> PROBLEM REQUIREMENTS: Extract each line of the entries below that contains the word "balcony".

## Begin EXERCISE INPUTS

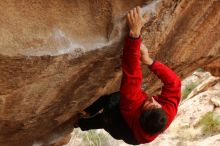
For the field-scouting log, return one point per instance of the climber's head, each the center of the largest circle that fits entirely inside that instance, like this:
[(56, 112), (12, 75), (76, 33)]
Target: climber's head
[(153, 118)]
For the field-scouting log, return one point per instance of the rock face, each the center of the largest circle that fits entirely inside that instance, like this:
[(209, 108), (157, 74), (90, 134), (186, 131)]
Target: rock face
[(58, 56), (202, 100)]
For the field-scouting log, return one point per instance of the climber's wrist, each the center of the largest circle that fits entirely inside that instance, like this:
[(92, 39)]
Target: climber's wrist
[(134, 34)]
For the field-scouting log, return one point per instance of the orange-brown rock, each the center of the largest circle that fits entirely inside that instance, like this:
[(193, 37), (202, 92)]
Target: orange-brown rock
[(58, 56), (214, 67)]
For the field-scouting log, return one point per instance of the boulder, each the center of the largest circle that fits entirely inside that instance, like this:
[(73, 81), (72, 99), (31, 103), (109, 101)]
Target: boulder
[(58, 56)]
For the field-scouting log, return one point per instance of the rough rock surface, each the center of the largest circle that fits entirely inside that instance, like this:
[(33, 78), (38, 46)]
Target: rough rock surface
[(184, 130), (58, 56)]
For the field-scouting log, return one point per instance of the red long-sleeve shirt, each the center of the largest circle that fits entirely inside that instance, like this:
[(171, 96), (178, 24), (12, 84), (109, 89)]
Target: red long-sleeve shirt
[(132, 96)]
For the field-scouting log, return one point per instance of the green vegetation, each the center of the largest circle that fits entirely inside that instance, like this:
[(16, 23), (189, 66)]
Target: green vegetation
[(210, 123), (188, 89)]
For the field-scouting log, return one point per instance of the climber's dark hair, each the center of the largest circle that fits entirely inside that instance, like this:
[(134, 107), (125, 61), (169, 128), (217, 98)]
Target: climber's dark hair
[(153, 120)]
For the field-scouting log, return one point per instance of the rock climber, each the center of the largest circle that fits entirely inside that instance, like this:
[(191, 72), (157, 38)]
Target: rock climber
[(131, 115)]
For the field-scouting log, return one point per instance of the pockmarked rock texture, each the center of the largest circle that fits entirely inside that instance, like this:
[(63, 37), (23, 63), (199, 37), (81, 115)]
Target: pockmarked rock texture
[(58, 56)]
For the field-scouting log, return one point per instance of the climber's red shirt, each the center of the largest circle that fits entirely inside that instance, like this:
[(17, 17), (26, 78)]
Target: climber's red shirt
[(132, 96)]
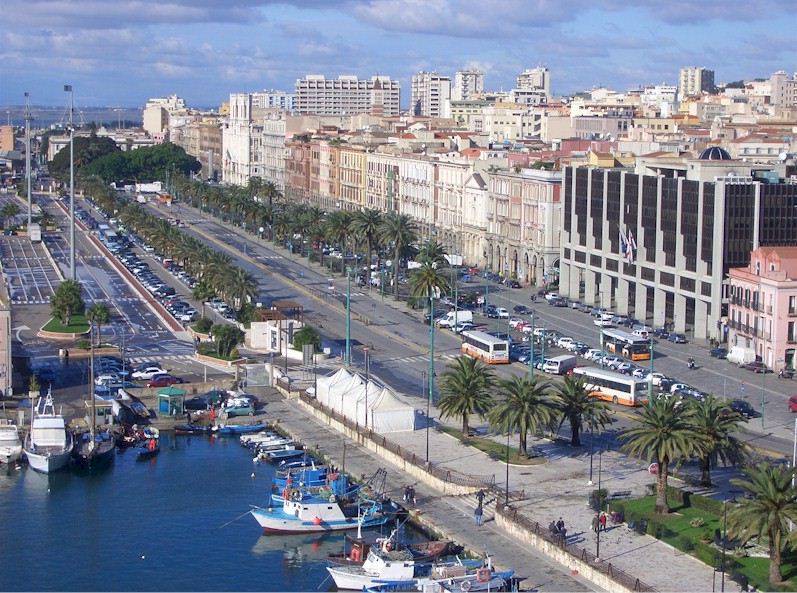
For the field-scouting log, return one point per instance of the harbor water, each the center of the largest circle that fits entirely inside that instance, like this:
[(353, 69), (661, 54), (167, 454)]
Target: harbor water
[(177, 522)]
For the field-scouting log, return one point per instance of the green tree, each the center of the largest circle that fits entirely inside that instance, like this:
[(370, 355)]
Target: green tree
[(525, 408), (465, 389), (400, 231), (717, 423), (574, 403), (665, 434), (9, 210), (767, 512), (99, 314), (226, 337), (307, 335), (67, 301)]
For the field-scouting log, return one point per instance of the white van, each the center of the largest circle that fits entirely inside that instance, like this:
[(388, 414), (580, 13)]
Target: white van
[(559, 365), (452, 318)]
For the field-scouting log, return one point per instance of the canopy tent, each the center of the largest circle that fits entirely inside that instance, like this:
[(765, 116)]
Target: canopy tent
[(351, 395)]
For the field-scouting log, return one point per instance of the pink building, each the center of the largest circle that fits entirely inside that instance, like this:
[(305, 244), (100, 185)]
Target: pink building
[(763, 306)]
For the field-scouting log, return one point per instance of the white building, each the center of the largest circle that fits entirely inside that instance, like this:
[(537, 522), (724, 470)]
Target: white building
[(430, 95), (467, 83), (345, 95), (535, 79), (694, 81)]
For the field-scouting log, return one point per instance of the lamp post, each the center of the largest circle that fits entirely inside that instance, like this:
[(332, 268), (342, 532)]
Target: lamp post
[(348, 316)]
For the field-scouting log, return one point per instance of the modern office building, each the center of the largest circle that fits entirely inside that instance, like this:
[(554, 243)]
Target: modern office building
[(657, 242), (695, 81), (346, 95), (467, 83), (430, 95)]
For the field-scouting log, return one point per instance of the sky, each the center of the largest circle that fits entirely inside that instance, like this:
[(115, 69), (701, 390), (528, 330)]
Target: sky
[(120, 52)]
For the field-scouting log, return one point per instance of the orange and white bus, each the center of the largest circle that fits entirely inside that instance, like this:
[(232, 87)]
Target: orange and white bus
[(613, 387), (485, 347)]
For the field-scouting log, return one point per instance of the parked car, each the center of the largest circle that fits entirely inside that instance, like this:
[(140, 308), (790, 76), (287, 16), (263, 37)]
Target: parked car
[(164, 380), (757, 367), (718, 353), (147, 372)]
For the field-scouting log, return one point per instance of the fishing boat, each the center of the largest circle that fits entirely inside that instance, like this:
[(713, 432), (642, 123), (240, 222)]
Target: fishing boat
[(49, 444), (10, 445), (317, 511)]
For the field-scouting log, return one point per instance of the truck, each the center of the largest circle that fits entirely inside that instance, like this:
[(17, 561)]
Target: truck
[(452, 318), (560, 365), (740, 355)]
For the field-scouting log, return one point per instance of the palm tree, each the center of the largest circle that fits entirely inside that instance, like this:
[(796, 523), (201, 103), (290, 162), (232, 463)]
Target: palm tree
[(401, 231), (717, 423), (367, 223), (767, 513), (578, 407), (427, 282), (525, 408), (433, 253), (465, 388), (665, 434)]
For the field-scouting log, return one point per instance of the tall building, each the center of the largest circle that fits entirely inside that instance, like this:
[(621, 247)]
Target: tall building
[(694, 81), (431, 95), (345, 95), (657, 243), (467, 83), (535, 79)]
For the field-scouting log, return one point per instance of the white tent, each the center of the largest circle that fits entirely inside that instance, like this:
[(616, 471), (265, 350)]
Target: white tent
[(389, 413)]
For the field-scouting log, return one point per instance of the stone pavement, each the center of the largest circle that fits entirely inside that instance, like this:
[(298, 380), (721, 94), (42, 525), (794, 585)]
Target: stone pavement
[(452, 514)]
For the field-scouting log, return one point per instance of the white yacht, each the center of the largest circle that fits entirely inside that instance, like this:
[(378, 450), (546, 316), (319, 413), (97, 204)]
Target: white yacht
[(10, 445), (49, 445)]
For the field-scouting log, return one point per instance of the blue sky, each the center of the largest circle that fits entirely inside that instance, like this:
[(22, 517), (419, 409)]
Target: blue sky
[(119, 52)]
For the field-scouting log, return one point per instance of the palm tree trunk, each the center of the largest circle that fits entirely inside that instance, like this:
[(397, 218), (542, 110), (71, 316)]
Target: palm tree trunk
[(662, 508), (774, 557), (705, 476)]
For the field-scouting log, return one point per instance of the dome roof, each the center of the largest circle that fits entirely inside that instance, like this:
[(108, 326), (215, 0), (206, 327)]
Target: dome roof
[(715, 153)]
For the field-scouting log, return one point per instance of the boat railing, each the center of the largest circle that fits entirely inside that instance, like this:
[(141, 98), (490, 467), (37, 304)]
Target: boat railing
[(618, 575), (440, 472)]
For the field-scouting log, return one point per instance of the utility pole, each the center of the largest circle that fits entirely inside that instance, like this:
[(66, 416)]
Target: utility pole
[(72, 271), (27, 158)]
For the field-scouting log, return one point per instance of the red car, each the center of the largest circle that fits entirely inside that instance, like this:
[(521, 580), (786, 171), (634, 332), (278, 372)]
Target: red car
[(164, 380)]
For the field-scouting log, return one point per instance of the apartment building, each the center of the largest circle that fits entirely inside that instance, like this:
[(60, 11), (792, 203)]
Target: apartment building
[(430, 95), (346, 95), (657, 242), (467, 83), (763, 306)]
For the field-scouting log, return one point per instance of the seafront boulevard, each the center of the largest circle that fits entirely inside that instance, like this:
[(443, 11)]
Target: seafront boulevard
[(552, 489)]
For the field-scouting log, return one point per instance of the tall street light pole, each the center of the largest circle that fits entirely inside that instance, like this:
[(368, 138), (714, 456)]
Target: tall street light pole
[(72, 270), (27, 158)]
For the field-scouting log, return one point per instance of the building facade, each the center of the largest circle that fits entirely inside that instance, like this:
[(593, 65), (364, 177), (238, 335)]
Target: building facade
[(763, 306), (345, 95), (430, 95)]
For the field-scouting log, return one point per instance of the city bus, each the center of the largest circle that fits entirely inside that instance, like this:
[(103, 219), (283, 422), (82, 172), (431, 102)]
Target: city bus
[(613, 387), (485, 347), (626, 344)]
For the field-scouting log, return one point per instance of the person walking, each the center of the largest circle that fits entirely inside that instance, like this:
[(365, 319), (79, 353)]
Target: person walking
[(478, 515)]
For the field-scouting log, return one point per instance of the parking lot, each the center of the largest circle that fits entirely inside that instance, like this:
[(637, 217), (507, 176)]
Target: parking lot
[(28, 271)]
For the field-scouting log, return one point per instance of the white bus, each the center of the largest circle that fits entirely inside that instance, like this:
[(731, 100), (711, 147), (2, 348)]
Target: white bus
[(485, 347), (613, 387)]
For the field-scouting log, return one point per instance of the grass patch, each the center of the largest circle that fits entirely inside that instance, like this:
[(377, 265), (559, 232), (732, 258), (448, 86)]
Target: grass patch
[(210, 350), (692, 530), (495, 450), (77, 325)]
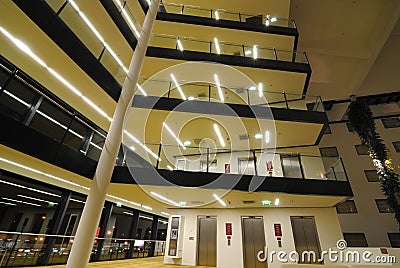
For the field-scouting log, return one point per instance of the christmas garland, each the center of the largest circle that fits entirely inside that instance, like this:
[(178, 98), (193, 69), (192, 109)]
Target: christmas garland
[(362, 122)]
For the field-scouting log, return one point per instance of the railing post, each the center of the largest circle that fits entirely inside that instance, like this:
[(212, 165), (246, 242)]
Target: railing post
[(286, 103), (255, 162), (159, 153), (301, 166)]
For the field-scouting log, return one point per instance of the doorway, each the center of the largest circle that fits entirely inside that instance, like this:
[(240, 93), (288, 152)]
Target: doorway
[(207, 241), (306, 238), (253, 241)]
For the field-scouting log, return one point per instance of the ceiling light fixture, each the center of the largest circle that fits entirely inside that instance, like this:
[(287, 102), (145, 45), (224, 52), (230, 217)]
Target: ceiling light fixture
[(21, 202), (255, 52), (218, 132), (217, 46), (219, 200), (165, 199), (178, 41), (260, 90), (36, 199), (220, 93), (173, 135), (178, 86), (216, 14), (267, 136)]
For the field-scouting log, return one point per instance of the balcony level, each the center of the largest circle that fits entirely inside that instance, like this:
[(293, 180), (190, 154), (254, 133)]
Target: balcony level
[(102, 65)]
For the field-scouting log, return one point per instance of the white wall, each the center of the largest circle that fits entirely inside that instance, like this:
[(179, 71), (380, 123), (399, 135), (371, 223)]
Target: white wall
[(328, 229)]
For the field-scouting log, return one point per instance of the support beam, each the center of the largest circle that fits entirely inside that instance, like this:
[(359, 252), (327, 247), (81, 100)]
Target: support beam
[(82, 246)]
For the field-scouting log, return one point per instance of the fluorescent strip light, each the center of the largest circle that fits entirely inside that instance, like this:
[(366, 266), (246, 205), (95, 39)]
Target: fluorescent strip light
[(219, 200), (36, 199), (142, 145), (21, 45), (221, 94), (267, 136), (21, 202), (216, 14), (255, 52), (142, 90), (178, 87), (179, 44), (217, 46), (260, 90), (11, 204), (221, 140), (173, 135), (78, 201), (165, 199)]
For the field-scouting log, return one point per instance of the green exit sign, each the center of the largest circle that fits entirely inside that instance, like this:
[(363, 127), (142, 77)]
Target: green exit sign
[(266, 202)]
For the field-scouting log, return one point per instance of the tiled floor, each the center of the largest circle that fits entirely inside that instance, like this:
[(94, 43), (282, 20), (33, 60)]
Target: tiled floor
[(156, 262)]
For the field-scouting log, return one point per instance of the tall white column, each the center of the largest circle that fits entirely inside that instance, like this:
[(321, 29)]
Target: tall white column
[(83, 242)]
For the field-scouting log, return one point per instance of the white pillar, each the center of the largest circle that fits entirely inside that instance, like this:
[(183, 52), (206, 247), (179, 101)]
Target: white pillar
[(83, 242)]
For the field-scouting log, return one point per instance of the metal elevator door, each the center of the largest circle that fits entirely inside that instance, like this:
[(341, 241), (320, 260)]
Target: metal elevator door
[(306, 237), (207, 242), (253, 241)]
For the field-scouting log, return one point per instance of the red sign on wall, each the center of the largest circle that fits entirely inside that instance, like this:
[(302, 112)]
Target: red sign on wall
[(277, 229), (228, 228)]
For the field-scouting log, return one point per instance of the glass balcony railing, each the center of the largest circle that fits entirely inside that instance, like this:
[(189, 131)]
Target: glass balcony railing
[(24, 249), (216, 46), (202, 91), (261, 162), (221, 14)]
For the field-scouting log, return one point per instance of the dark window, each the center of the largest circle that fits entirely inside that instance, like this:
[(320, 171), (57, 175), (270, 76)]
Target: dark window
[(328, 130), (362, 149), (51, 120), (383, 206), (372, 175), (396, 145), (329, 151), (391, 122), (394, 239), (355, 239), (347, 207), (16, 99), (349, 128)]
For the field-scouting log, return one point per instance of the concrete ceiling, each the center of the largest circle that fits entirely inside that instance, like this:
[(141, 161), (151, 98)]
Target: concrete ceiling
[(351, 44)]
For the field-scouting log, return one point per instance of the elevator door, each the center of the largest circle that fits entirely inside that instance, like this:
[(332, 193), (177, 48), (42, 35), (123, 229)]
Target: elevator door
[(306, 238), (253, 241), (207, 242)]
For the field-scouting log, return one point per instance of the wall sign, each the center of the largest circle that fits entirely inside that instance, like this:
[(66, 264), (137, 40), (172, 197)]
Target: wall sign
[(278, 229)]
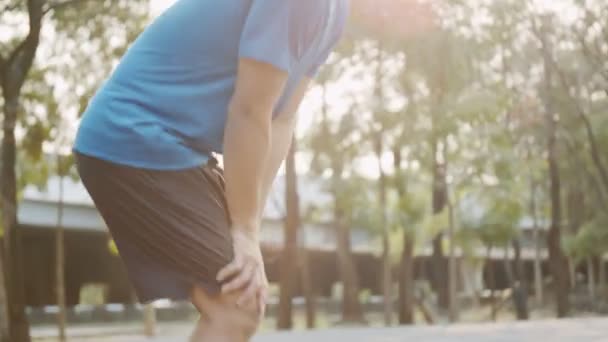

## End EXERCISE INPUTS

> THE SOLUTION:
For the field-scouting log, return one point per instance of the balcony level, each the center of the largest circle that fits entirely inside that instance, like this:
Target: balcony level
For the field-scouting log, return one point per instance of the glass balcony railing, each the center of the largest circle that fits entirely inside that instance, like this:
Target: glass balcony railing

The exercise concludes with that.